Various Three-to-one rules of thumbs have existed in the U.S. Army and in writings possibly as early as the American Civil War (1861-1865). These are fine as “rules of thumb” as long as one does not take them seriously and understands what they really mean. But, unfortunately, we have now seen something that is a loose rule of thumb turned into a codified and quantified rule. This is annoyingly overstating its importance and as given in U.S. Army manuals, is patently false.

The U.S. Army has apparently codified the “three-to-one rule” in its documentation and has given it a value. In the 2014 edition of FM 6-0, paragraph 9-103, it states that “For example, historically, defenders have over a 50 percent probability of defeating an attacking force approximately three times their equivalent strength.” This statement, on the surface, simply is incorrect. For example, the following table from my book War by Numbers is drawn from a series of 116 division-level engagements in France in 1944 against the Germans (see War by Numbers, page 10) They show the following relationship between force ratio and outcome:

European Theater of Operations (ETO) Data, 1944

 

Force Ratio………………..Result…………………Percent Failure…Number of cases

0.55 to 1.01-to-1.00………Attack Fails…………………..100%……………….5

1.15 to 1.88-to-1.00………Attack usually succeeds……21%………………..48

1.95 to 2.56-to-1.00………Attack usually succeeds……10%………………..21

2.71-to-1.00 and higher…Attacker Advances…………….0%……………….. 42

 

Now these engagements are from fighting between the U.S., UK and Germany in France and Germany in 1944. These are engagements between forces of roughly equal competence. As can be seen, based upon 42 division-level engagements, in all cases of attacks at three-to-one (more specifically 2.71-to-1 and greater), the attacker advanced. Meaning in all cases of attacks at three-to-one, the attacker won. This directly contradicts the statement in FM 6-0, and contradicts it based upon historical data.

This is supplemented by the following two tables on the next page of War by Numbers. The first table shows the German performance when attacking Soviet units in 1943.

Germans attacking Soviets (Battles of Kharkov and Kursk), 1943

 

Force Ratio………………..Result………………….Percent Failure…Number of cases

0.63 to 1.06-to-1.00………Attack usually succeeds……..20%……………………..5

1.18 to 1.87-to-1.00………Attack usually succeeds……….6%……………………17

1.91-to-1.00 and higher…Attacker Advances……………….0%……………………21

 

The next table shows the Soviet performance when attacking German units in 1943:

Soviets attacking Germans (Battles of Kharkov and Kursk), 1943

 

Force Ratio………………Result…………………..Percent Failure…Number of cases

0.40 to 1.05-to-1…………Attack usually fails…………70%……………………10

1.20 to 1.65-to-1.00…….Attack often fails…………….50%……………………11

1.91 to 2.89-to-1.00…….Attack sometimes fails…….44%……………………..9

 

These charts are from the fighting around Kharkov in February, March and August of 1943 and the fighting during the Battle of Kursk in July 1943. It is 73 engagements between the German and Soviet armies.

Aim of the exercise: Resume the passage on the three-to-one rule after its last sentence, continuing the discussion in its own style.

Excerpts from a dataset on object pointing

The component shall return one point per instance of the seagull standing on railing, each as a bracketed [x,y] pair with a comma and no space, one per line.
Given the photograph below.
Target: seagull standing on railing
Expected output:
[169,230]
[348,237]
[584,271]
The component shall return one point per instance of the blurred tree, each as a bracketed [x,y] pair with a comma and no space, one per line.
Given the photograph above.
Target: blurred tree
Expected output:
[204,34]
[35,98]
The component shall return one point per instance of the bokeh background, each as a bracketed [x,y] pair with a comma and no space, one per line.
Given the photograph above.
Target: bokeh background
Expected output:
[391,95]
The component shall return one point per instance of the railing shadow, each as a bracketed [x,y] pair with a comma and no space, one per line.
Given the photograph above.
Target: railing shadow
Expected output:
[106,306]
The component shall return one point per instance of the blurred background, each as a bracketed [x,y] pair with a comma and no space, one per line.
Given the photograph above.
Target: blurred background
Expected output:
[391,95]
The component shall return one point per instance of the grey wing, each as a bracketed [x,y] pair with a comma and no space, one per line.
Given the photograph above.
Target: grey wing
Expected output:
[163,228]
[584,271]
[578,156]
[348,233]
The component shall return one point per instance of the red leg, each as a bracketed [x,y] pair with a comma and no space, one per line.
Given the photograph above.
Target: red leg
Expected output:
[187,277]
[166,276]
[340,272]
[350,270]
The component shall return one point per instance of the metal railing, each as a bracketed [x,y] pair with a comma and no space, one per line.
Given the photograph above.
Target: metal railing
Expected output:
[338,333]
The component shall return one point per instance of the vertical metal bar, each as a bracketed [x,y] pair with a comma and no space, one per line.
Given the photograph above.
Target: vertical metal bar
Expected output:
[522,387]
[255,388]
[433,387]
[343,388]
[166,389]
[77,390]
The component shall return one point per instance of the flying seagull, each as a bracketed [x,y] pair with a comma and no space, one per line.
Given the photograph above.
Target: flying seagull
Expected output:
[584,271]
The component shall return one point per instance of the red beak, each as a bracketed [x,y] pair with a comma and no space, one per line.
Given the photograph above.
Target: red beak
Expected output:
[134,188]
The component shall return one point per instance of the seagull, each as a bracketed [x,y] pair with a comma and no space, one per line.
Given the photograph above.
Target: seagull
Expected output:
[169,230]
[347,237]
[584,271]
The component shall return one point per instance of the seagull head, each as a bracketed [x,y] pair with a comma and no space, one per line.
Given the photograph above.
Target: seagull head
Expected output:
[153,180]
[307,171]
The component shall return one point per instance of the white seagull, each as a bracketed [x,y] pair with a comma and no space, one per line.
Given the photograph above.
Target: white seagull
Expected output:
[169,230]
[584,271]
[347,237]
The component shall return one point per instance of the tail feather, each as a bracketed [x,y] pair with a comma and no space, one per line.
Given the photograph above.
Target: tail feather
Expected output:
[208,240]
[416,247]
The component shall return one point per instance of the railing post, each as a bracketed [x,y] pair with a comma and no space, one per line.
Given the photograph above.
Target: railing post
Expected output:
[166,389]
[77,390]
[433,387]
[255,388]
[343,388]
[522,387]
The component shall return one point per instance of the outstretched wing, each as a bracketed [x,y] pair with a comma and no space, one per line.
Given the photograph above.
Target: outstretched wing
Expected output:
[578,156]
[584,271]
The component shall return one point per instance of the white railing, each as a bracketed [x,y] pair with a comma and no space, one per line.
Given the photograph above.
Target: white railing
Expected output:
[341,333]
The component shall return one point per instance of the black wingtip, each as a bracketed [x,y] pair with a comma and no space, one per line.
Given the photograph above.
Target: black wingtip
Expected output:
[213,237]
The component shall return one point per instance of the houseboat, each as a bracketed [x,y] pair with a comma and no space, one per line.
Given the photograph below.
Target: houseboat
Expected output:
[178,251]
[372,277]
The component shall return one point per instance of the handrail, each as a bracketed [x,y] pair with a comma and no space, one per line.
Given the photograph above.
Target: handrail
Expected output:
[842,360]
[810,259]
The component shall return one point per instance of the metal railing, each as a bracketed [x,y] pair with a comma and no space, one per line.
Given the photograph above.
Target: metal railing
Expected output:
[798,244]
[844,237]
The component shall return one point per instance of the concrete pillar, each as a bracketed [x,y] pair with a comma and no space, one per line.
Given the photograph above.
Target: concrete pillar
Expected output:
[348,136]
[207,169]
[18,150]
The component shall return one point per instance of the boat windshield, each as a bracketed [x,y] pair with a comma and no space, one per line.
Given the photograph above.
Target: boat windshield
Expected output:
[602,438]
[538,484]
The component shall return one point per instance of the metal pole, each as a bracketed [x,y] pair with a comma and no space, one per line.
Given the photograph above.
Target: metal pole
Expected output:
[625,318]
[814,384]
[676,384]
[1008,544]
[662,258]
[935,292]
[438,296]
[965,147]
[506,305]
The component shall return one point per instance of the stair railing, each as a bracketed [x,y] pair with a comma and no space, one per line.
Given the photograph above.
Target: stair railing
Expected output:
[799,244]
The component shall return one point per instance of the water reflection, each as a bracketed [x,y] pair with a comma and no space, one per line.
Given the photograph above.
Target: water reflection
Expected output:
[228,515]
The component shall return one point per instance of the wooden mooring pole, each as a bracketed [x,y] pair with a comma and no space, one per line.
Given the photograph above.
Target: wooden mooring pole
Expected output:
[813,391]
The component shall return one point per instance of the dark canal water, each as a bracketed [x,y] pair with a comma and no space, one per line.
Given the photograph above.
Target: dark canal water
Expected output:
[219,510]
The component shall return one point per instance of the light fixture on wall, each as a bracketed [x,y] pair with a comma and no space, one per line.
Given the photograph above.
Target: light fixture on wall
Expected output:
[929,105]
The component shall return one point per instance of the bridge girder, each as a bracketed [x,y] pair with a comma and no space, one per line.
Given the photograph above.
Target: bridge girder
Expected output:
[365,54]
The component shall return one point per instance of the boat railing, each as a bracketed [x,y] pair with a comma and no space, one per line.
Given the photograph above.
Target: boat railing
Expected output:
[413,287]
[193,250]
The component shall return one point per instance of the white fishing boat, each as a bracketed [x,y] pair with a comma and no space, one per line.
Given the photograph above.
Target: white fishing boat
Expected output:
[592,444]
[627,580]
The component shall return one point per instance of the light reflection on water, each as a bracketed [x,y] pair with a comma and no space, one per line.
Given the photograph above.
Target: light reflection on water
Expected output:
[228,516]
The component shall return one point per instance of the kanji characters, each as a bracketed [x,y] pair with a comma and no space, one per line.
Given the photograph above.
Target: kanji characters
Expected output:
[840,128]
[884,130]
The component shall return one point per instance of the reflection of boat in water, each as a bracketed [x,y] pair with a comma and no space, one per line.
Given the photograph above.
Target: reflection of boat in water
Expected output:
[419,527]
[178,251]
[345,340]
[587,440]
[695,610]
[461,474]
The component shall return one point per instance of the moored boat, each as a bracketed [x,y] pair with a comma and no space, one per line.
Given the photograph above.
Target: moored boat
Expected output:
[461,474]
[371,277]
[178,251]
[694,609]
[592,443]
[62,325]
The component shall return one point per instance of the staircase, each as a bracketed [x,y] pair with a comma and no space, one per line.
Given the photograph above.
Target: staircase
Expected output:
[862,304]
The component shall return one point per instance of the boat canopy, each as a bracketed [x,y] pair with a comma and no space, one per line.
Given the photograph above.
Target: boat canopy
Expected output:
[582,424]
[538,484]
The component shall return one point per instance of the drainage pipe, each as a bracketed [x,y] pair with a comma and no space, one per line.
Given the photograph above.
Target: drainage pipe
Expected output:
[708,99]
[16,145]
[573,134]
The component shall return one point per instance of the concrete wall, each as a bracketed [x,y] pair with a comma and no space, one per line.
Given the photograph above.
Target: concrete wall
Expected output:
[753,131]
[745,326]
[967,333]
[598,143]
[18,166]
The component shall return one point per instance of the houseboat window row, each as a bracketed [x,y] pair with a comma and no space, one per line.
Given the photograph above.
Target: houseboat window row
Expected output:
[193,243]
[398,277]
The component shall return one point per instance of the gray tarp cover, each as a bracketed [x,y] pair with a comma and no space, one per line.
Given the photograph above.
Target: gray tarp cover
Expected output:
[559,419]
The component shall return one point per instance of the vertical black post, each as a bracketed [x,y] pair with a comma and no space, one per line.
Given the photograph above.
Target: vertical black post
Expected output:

Task answer:
Now, there is a clear performance difference between the German and the Soviet armies at this time. This is discussed in considerable depth in War by Numbers and will not be addressed here. But, what it amounts to is that the German Army has an advantage in the casualty exchange and that advantage also shows up in the outcomes of the battles, as show above. If they attacked at two-to-one odds are greater, they would win. The Soviets attacking at the same odds would win only 56 percent of the time. Clearly, at the division-level, in a unit to unit comparison, the Germans were two or three times better than their Soviet opponents.

Still, even in the worse case, which is the Soviets attacking the Germans, we do not get to the claim made in FM 6-0, which is the defender won 50% of the time when attacked at three-to-one. In fact, the Soviets managed to win 50% of the time when attacking at 1.20 to 1.65-to-1. Something is clearly wrong with the statement in FM 6-0.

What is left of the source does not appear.